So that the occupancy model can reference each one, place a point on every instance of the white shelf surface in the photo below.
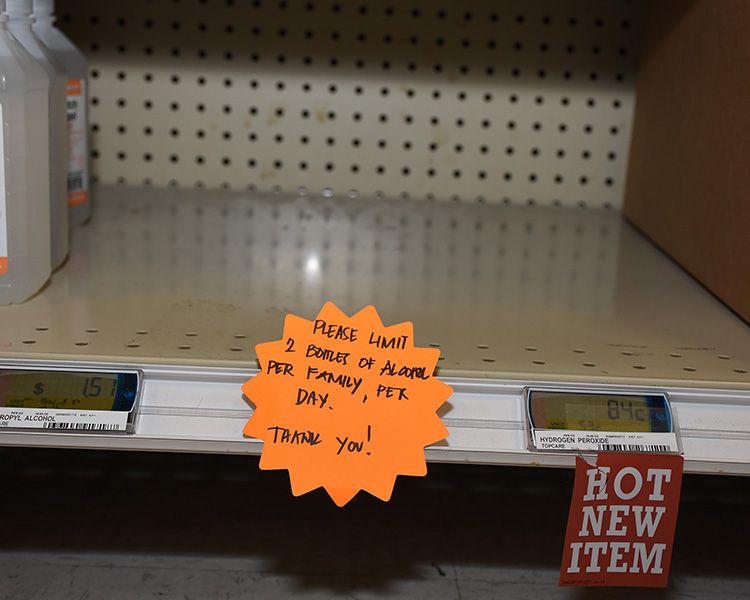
(183, 285)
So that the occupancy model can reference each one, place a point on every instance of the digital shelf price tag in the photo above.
(563, 420)
(68, 400)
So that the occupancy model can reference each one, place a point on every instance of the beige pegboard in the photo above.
(516, 101)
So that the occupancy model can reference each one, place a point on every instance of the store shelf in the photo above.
(183, 285)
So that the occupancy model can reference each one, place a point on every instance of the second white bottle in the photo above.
(19, 25)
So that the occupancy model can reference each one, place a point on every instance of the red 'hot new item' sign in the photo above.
(622, 521)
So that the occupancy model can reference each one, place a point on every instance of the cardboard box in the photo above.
(688, 183)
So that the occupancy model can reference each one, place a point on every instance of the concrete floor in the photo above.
(87, 525)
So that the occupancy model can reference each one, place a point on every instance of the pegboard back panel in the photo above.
+++++
STATED GOAL
Reproduce all of the entries above with "mark" substituted for every occurrence of "place a point on", leaving all other wording unchanged. Omit the pictures from your version.

THE COMPLETED TASK
So that the occupancy model can reference each one, mark every instance of the white shelf surface in the photo below.
(183, 285)
So that the occupancy model can reference each one, mark every instance of the digital shelf price tag in the photo above.
(563, 420)
(68, 400)
So that the occupancy model can reference each one, mark every instance of the beige pegboard in the photo above.
(516, 101)
So that the occupancy model can reference each one, mark every instance of the store shelf in the photo above.
(183, 285)
So that the occupancy model can reference each one, mark every instance of the second white bottle in the photo above.
(19, 25)
So that the occupancy model can reference each one, mark every instance of the red 'hot new item' sign in the photo above.
(622, 521)
So that the occupancy model can reference each one, mark every instance of the cardboard box in the photo above.
(688, 183)
So that the occupancy model can reference each one, mark every instance of the concrete floor in the photo above.
(87, 525)
So that the occupancy model can reference each one, mark every instance of the pegboard back panel in the photo above.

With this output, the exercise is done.